Source data:
* * *
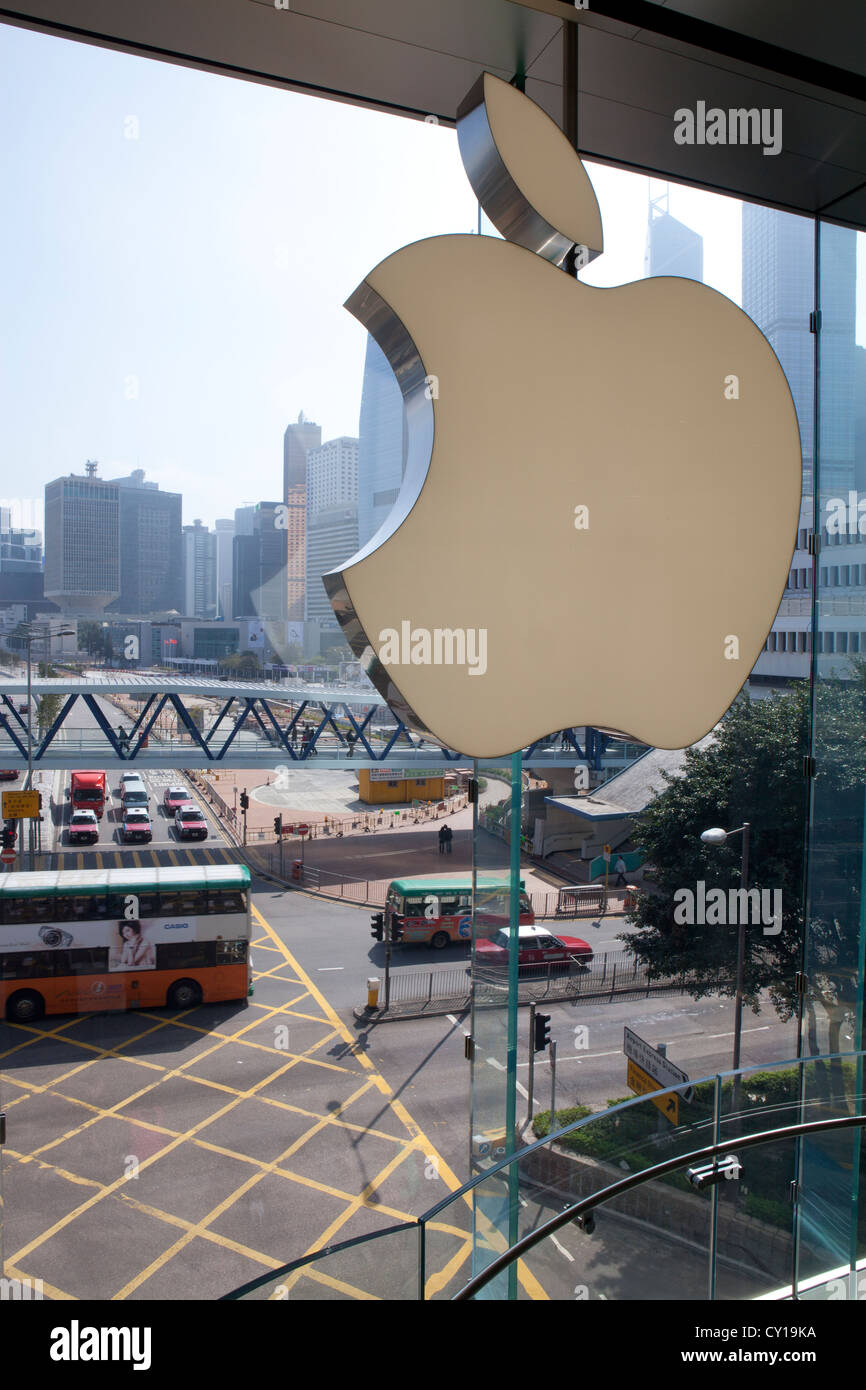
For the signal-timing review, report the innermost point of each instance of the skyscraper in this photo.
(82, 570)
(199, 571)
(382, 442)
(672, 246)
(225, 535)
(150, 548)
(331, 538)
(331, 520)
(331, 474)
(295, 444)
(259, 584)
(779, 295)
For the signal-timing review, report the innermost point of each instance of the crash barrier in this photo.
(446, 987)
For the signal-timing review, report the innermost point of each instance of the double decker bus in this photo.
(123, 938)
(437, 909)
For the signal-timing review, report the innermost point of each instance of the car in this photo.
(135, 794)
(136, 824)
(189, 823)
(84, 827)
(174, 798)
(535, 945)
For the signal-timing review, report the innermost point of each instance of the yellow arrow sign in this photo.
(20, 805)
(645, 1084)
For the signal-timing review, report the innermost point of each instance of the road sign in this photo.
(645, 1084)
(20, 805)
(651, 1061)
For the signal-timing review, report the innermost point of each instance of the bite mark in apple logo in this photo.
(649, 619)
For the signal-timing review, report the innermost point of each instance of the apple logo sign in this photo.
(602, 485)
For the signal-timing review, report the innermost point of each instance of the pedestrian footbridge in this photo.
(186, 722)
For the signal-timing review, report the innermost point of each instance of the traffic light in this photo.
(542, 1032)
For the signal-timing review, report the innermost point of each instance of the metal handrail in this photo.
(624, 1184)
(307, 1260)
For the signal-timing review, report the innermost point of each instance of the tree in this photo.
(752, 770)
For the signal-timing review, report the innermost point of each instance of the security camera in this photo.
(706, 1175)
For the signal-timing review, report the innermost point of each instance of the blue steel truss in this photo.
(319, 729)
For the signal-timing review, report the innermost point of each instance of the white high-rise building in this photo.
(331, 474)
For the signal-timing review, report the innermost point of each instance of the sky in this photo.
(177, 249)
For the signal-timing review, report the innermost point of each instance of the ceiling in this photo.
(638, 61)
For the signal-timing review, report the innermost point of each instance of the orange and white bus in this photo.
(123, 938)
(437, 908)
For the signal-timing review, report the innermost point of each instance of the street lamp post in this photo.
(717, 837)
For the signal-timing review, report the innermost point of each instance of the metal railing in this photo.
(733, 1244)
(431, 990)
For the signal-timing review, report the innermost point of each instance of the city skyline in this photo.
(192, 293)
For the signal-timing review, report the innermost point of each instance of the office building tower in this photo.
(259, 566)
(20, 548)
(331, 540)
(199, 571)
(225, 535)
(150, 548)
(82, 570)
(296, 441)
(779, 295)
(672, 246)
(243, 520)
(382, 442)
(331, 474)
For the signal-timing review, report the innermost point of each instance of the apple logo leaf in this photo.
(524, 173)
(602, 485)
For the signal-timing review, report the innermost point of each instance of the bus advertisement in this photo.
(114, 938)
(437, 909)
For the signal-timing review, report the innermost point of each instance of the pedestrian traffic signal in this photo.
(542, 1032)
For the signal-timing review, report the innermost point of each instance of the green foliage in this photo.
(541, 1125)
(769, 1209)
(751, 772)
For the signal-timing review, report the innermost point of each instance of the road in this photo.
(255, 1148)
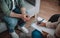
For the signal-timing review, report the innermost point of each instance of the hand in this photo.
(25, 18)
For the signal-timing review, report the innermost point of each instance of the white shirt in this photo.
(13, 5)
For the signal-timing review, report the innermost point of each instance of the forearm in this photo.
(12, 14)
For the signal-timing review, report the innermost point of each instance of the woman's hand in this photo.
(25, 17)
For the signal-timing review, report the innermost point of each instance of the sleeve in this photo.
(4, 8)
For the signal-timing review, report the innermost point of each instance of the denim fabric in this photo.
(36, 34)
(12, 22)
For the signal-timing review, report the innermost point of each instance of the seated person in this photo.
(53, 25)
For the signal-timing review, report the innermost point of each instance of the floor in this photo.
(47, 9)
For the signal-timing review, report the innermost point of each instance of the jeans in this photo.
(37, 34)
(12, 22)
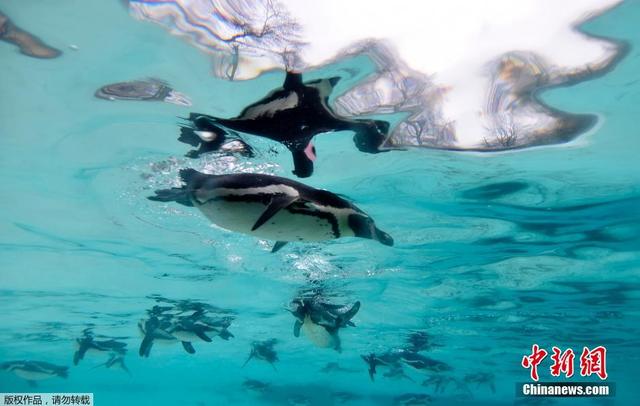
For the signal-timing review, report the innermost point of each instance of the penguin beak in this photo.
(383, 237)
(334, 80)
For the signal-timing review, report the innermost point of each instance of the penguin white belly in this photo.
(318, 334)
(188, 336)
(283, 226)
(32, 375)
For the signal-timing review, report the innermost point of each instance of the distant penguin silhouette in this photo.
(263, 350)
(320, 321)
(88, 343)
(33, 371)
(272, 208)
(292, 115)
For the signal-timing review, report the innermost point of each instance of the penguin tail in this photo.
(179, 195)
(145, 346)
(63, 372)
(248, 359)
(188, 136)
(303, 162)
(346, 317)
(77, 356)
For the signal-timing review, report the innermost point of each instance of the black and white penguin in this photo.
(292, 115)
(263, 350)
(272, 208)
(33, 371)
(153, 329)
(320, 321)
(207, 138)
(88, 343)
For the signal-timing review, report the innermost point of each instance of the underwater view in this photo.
* * *
Problem to solve:
Nothing but the lines from the one containing "floor in this photo." through the last line of the records above should appear, each repeated exactly, with no pictures.

Exercise response:
For the signal-timing review, report the innermost point of each instance of the floor in this photo.
(47, 9)
For the signal-timing review, report the innermost point of each instance of the jeans in this photo.
(37, 34)
(12, 22)
For the signal-timing review, report the innermost point of each instance of the penguin beak in this photo.
(383, 237)
(334, 80)
For the signal-timing review, report the innermost point of each instance of the penguin white belly in this photo.
(318, 334)
(188, 336)
(283, 226)
(32, 375)
For the signal-timing review, report the innermost point of each instance of the distant penguin silhouette in this photo.
(263, 350)
(320, 321)
(88, 343)
(33, 371)
(272, 208)
(292, 115)
For the signal-timing review, report the innermost point of each instance of the penguin tail in this photo.
(179, 195)
(145, 346)
(63, 372)
(248, 359)
(188, 136)
(303, 162)
(346, 317)
(77, 356)
For the signal-timing review, report the innermost point of each instance of the black and white penguin in this photo.
(292, 115)
(263, 350)
(272, 208)
(33, 371)
(153, 329)
(320, 321)
(207, 138)
(88, 343)
For the signal-timing review, report the innermost point of each instance of the underwater view in this photo.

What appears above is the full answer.